Solicitudes |
**1.** Extrae todas las líneas del listado y reprodúcelas sin modificar ningún carácter.
**2.** Redacta la continuación de la reseña sobre la película Brooklyn a partir de su última oración.

Texto extraído |
Generalmente las premiaciones de los Oscar son muy afectas a las películas de época, sobre todo a las que muestran elegantes reconstrucciones de época, prestigio literario y una moderada filosofía conservadora. Un cine no necesariamente menos superficial que cualquier comedia o drama vulgar ambientado en el presente, pero cuyas ínfulas históricas lo dotan de un ligero encanto highbrow que hace suponer a muchos espectadores que están frente a una obra más refinada. Es casi inevitable que haya un lugar para esa clase de cine entre las nominadas al Oscar, y este año tal lugar parecía corresponderle a Brooklyn, film basado en un best seller del excelente y popular novelista irlandés Colm Tóibín, que habla del arribo a Nueva York -para ser específico, al no muy próspero distrito de Brooklyn- de una joven irlandesa en busca de horizontes más prósperos, en 1952.

La historia es muy sencilla y podría resumirse aquí sin miedo a develar ningún misterio, porque Brookyln de inmediato se presenta como una historia común, casi vulgar: una chica inteligente pero tímida tiene que dejar la seguridad de su ámbito natal y enfrentarse con una sociedad mucho mayor y más dinámica, que sin embargo no la trata realmente mal, sino que le ofrece una oportunidad clara de progresar mediante el trabajo. En el medio hay elementos de nostalgia, romance y alguna tragedia que amenaza la estadía de Elis (la chica en cuestión) en el Nuevo Mundo. Toda la visión, la imaginería y el desarrollo de los acontecimientos son tan previsibles que si no fuera por la exquisita fotografía -de una calidad técnica claramente contemporánea-, la película bien podría confundirse con cualquiera de esas comedias/dramas feelgood que los ingleses hacen como chorizos y que por momentos parecen caricaturas de lo mejor de su cine, pero sin embargo Brooklyn no es eso, es, en cambio, tal vez la mejor de las aspirantes al Oscar de 2016 (más allá de que sus posibilidades de obtenerlo sean escasas). Es bastante difícil definir por qué, pero se puede intentar.

Gente como ellos

Brooklyn juega con algo que puede volverse en contra de las posibilidades de taquilla de cualquier film, pero que muchos directores aprecian, y es lo relativamente desconocido de todo el elenco; tan sólo su protagonista, la jovencísima actriz irlandesa Saoirse Ronan -que había conseguido cierto reconocimiento, cuando era poco más que una adolescente, por su rol secundario pero deslumbrante en la película Atonement (Joe Wright, 2007)- es un rostro medianamente conocido en su país de origen, mientras que el resto es tan primerizo como el director Crowley, que a pesar de tener una extensa experiencia teatral, nunca había dirigido una superproducción similar. Esto permite resaltar la extraordinaria paciencia y sutileza con la que la película va dejándonos conocer a sus personajes (sin que sepamos su auténtica jerarquía en este film, en el que sus poco famosos rostros aparecen y desaparecen en forma intermitente), y que es el principal valor de Brooklyn. Sea mérito del director, del texto original de Tóibín o del adaptador -el popularísimo escritor Nick Hornby, responsable de éxitos afectuosos como Alta fidelidad-, el asunto es que los personajes van definiéndose claramente no tanto por los detalles que los describen, sino por la fidelidad a elementos de identidad cultural. Bajo una óptica negativa, podría considerarse que son casi estereotipos, pero la película los muestra, más allá de su procedencia, ante todo como integrantes de una clase media insegura pero aún capaz de proyectarse hacia un futuro en el que el “sueño americano” conservaba una vitalidad hoy casi perdida.

Fragmentos de datos de señalamiento:
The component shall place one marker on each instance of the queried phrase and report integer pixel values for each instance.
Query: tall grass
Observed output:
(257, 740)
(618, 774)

Respuestas del ejercicio |
**1.**
The component shall place one marker on each instance of the queried phrase and report integer pixel values for each instance.
Query: tall grass
Observed output:
(257, 740)
(618, 774)

**2.**
Gente como uno

Esta cualidad optimista podría hacer considerar a Brooklyn como un film dedicado justamente a ensalzar el American way of life y sus sueños, pero hay algo que hace que, deliberadamente, el film no funcione en esa dirección. Hay demasiada nostalgia, demasiada soledad y desarraigo que Ronan -que debería ganar el Oscar a mejor actriz sin competir siquiera- transmite con un control absoluto de su rostro, al que convierte en un vocabulario entero de emociones (mientras que sus diálogos son breves y más que nada fácticos, sin que afecten mucho a la trama), mediante el cual su personaje lidia con una realidad que no es festiva ni negativa, sino simplemente mutante y poco previsible. Si se quiere, las experiencias de Elis son fundamentalmente positivas -es cuidada por los curas que la invitaron a Estados Unidos, querida por sus compañeras de hospedaje y de trabajo, y se consigue un novio ideal (salvo por el detalle de su origen italiano)-, pero Brooklyn trabaja justamente en ese espacio identitario en el que la suerte y lo contingente no importan tanto, sino más bien quién es cada uno y cuál es su cultura.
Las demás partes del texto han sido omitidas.